Fear is consuming many immigrant communities since the nationwide crackdown on illegal immigration. This week on The Sunday Story, NPR Immigration Correspondent Jasmine Garsd travels from Florida to a meatpacking town in Nebraska to a food bank near Chicago and finally to North Carolina to find out how immigrants are coping with the current situation.Learn more about sponsor message choices: podcastchoices.com/adchoicesNPR Privacy Policy
Chapter 1: What is the impact of immigration policies on communities?
I'm Aisha Roscoe, and this is a Sunday story from Up First. Every Sunday, we do something special. We go beyond the news of the day to bring you one big story. Not too long ago, NPR's immigration correspondent Jasmine Gartz was at the laundromat in her predominantly Latino neighborhood in New York City. And this ad came on the wall-mounted TV that's always playing there.
It featured Kristi Noem, the U.S.

* Items *
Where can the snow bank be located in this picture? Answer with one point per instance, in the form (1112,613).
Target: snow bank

---

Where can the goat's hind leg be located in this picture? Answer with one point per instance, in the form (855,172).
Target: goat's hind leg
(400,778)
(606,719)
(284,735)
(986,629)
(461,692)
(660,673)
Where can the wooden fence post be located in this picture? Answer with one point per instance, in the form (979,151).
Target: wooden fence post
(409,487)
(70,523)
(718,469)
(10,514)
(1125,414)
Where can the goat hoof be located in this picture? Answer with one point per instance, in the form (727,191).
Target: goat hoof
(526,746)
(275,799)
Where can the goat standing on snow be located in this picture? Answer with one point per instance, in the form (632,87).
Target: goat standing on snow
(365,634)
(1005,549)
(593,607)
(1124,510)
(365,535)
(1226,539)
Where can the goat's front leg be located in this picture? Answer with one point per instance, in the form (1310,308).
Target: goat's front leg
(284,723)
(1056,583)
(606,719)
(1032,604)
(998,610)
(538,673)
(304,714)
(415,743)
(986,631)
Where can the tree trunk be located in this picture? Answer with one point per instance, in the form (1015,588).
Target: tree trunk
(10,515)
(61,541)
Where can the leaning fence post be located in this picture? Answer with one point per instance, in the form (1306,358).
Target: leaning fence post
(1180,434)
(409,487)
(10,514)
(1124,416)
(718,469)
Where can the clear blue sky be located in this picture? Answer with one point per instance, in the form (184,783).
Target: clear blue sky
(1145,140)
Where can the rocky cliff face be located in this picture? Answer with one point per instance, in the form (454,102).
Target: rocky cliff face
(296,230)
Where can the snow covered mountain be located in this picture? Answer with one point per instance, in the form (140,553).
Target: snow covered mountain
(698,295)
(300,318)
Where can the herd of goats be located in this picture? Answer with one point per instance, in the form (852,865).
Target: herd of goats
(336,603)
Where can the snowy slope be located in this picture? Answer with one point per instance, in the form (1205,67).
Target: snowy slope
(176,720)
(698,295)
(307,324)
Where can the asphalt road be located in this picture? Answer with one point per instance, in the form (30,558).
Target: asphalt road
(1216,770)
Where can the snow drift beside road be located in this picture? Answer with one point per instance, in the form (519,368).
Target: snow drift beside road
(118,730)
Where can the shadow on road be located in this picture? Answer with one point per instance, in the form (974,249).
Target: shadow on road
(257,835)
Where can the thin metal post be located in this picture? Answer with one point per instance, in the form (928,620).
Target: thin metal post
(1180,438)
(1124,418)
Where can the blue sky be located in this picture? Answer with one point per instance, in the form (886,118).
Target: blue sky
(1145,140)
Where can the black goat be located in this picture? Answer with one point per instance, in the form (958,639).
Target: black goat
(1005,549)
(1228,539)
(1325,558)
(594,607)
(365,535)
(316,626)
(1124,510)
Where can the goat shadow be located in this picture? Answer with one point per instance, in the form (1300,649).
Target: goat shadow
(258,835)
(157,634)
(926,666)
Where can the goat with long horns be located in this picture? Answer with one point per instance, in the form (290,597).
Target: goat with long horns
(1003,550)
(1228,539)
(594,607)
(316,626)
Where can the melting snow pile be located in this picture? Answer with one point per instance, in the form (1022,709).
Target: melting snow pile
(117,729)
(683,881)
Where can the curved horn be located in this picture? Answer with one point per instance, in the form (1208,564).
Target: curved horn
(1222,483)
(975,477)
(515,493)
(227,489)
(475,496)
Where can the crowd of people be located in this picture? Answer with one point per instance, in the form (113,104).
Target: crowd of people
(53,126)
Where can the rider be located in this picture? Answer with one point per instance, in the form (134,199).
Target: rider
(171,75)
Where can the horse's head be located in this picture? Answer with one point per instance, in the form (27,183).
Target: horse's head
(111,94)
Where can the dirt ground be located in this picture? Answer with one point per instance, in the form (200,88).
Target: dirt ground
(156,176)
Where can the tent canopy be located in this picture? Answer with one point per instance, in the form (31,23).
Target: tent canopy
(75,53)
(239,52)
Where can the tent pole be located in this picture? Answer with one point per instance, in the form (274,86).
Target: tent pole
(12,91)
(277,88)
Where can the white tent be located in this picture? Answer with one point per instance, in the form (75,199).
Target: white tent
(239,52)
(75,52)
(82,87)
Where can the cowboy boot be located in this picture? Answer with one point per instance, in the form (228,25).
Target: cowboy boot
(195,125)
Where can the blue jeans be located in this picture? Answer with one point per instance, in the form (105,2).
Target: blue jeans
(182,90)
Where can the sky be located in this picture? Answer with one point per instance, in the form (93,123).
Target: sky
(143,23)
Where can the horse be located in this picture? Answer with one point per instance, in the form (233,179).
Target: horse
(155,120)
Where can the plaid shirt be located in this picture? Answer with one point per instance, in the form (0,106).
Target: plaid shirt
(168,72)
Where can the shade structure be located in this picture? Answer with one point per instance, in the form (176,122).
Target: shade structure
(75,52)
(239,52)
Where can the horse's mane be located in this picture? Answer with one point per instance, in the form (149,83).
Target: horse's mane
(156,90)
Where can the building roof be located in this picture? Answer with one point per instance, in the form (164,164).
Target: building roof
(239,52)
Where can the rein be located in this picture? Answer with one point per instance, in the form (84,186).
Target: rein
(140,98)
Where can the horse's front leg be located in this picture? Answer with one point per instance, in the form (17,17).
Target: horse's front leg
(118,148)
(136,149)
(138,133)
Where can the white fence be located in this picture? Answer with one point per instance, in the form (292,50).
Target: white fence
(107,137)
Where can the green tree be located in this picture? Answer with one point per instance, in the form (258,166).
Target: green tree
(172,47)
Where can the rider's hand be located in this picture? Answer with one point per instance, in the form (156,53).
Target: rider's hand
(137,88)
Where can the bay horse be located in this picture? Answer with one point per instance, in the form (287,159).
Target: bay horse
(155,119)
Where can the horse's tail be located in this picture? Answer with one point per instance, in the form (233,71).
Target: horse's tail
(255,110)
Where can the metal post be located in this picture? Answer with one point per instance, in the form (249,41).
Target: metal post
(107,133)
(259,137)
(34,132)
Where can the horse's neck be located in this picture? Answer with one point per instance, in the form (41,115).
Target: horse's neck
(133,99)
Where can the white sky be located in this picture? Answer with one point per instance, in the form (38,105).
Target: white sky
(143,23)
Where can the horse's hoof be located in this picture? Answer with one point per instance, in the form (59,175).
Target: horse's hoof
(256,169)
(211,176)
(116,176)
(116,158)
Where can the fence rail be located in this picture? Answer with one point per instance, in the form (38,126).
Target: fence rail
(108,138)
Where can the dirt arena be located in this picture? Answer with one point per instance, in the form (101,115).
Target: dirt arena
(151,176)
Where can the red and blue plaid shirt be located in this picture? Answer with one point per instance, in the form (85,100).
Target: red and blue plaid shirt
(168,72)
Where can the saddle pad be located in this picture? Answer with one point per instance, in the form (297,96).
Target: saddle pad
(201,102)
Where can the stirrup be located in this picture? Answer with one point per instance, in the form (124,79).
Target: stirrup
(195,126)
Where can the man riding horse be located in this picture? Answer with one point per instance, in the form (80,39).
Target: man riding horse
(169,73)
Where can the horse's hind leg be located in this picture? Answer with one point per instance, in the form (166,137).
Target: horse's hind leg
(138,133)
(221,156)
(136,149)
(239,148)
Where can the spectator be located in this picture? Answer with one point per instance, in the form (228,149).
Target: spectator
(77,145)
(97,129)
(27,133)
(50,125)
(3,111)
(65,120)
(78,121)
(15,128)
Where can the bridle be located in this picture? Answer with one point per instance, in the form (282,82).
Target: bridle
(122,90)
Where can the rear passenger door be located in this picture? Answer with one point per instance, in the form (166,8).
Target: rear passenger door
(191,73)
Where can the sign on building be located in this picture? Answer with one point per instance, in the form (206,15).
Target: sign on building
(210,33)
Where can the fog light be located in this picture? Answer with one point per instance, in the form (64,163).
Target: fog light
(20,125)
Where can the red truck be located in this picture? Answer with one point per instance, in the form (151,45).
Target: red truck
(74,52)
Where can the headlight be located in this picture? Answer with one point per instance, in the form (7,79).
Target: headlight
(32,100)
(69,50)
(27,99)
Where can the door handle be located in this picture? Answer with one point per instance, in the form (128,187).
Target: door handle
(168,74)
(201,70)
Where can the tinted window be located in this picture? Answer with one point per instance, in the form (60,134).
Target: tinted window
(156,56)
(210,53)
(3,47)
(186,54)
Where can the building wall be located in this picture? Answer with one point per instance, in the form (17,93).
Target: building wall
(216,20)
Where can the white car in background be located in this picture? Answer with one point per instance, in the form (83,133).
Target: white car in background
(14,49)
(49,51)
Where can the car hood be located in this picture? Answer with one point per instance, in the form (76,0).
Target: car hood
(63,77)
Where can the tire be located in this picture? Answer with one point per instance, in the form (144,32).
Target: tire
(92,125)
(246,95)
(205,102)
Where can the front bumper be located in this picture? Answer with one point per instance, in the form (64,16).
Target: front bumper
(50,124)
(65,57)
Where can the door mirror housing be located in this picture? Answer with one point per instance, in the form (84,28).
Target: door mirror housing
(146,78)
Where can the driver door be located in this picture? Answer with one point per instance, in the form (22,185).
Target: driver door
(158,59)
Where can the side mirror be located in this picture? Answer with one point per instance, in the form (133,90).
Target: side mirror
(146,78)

--

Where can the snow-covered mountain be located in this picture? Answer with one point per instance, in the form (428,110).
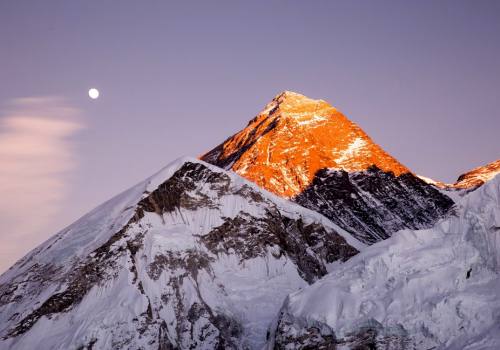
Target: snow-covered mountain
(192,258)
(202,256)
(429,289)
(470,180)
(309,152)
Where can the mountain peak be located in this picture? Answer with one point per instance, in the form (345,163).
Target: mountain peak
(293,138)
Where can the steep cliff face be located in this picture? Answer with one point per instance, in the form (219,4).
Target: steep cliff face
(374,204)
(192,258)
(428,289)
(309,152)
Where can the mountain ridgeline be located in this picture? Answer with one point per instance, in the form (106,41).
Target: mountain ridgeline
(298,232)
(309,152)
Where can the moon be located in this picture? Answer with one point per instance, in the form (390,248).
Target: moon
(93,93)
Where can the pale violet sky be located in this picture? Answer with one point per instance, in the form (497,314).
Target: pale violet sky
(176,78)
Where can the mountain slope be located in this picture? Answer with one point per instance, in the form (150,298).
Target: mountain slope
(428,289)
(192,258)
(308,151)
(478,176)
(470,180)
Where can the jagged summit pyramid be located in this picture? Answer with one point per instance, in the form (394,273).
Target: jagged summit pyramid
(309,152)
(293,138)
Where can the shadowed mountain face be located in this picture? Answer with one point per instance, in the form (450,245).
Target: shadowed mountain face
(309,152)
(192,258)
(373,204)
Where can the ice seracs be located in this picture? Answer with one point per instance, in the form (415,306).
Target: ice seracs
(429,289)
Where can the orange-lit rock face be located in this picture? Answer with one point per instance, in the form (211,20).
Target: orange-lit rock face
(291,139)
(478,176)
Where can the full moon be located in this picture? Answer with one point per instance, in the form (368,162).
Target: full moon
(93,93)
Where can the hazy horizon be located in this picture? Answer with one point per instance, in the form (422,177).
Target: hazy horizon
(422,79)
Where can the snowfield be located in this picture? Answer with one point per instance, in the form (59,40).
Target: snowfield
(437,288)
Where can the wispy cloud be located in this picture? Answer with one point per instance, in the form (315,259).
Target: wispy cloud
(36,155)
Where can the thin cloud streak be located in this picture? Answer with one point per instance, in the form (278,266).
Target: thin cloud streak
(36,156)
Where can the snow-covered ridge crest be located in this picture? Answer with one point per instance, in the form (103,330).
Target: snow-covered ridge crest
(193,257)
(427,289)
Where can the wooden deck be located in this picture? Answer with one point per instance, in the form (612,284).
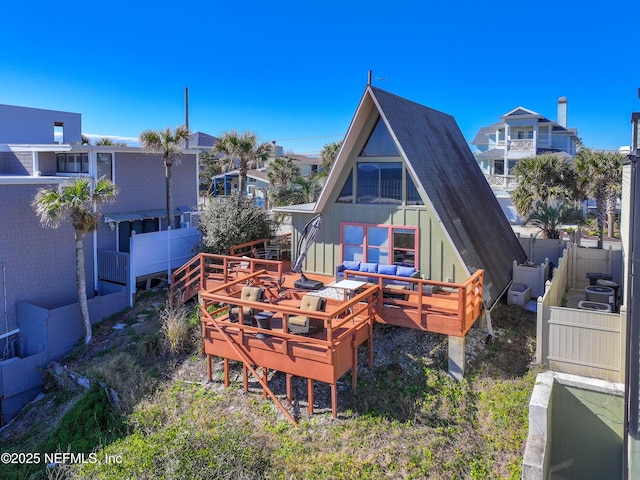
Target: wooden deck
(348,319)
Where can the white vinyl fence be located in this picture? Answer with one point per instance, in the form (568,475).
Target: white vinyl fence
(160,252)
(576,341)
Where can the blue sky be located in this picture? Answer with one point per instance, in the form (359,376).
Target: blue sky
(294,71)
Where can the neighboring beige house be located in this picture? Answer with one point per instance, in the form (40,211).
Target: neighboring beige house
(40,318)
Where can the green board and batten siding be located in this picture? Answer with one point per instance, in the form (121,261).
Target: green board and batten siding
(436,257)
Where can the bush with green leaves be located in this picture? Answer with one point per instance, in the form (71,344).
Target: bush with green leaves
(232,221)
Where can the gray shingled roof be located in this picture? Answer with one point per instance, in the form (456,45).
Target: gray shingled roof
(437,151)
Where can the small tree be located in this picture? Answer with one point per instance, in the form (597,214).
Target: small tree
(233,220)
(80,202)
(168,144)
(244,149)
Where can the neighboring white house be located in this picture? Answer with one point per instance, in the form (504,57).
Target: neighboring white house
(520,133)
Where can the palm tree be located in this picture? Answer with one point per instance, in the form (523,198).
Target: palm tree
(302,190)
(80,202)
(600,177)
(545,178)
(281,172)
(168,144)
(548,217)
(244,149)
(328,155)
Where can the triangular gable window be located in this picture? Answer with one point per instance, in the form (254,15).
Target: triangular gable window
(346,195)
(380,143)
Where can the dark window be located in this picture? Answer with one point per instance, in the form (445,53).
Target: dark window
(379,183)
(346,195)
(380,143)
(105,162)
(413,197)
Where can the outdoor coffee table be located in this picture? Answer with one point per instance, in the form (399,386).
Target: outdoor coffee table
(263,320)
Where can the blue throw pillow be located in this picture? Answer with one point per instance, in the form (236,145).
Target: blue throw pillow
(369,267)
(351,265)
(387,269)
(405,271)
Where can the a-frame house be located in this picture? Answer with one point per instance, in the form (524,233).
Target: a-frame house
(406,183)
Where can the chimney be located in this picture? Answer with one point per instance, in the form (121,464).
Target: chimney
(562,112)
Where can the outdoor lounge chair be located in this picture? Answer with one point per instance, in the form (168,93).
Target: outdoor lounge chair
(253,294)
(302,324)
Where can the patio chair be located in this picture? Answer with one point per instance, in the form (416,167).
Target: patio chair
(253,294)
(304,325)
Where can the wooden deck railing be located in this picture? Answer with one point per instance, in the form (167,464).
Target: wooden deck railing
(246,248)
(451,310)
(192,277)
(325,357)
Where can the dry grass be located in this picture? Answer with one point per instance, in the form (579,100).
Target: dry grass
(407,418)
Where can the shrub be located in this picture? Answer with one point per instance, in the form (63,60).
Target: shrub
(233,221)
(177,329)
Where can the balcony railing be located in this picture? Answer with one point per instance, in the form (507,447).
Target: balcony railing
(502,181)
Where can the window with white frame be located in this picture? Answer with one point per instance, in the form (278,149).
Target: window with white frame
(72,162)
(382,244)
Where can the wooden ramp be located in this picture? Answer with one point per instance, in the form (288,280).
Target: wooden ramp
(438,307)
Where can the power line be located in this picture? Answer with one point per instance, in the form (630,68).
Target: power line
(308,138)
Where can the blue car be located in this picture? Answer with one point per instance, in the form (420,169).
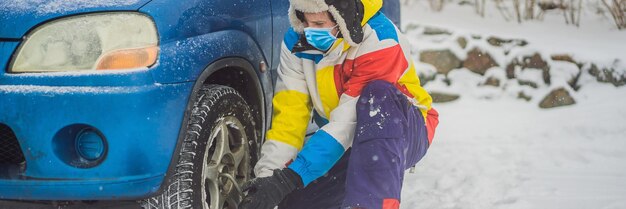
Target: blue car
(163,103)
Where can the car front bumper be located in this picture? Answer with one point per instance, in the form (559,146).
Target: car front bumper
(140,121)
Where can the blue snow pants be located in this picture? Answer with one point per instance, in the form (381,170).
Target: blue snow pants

* Complete the following *
**A)** In the podcast transcript, what kind of TV was the ad playing on at the laundromat?
**B)** Update part of the podcast transcript: write it out starting with "I'm Aisha Roscoe, and" and going on through "always playing there.", with "laundromat" changed to "coffee shop".

* Full solutions *
**A)** A wall-mounted TV that's always playing there.

**B)**
I'm Aisha Roscoe, and this is a Sunday story from Up First. Every Sunday, we do something special. We go beyond the news of the day to bring you one big story. Not too long ago, NPR's immigration correspondent Jasmine Gartz was at the coffee shop in her predominantly Latino neighborhood in New York City. And this ad came on the wall-mounted TV that's always playing there.